- What the exercise asks -
Output every entry exactly, from the first line to the last.

- Material provided -
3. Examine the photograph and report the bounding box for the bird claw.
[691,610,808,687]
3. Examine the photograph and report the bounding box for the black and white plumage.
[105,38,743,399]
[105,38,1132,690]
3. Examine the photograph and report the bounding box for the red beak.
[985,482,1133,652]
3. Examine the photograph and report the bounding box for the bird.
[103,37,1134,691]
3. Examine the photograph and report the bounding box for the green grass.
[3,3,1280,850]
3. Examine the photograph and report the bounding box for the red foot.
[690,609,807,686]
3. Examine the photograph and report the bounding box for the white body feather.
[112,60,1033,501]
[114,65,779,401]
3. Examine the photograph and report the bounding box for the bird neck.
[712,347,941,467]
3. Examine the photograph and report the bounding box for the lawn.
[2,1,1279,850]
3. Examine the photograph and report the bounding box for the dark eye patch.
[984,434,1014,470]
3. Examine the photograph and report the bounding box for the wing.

- Solved problem -
3. Examine the photograph and report the bounding box for the bird claw.
[691,610,808,687]
3. Examine the photograph and report the bounding box for the black and white plumage.
[105,38,743,399]
[105,38,1132,690]
3. Examine the photograph and report the bounding box for the red beak.
[985,482,1133,652]
3. Examine the photograph and report the bounding box for the bird.
[103,37,1134,691]
3. Examine the photograph and report the bounding box for the green grass.
[3,3,1280,850]
3. Examine the photograph and report the bounding box for the red foot.
[690,609,807,686]
3. Examine the photograph and report the bounding box for the white body feather.
[112,60,1033,501]
[114,65,779,401]
3. Examine the photograph and report the bounding box for the bird neck.
[712,347,941,467]
3. Examine the photograph and report the bounding box for the lawn.
[2,1,1279,850]
3. Examine the photograph and report the bounding box for the dark eye patch.
[984,434,1014,470]
3. Examine the photograph and report the bounding box for the wing.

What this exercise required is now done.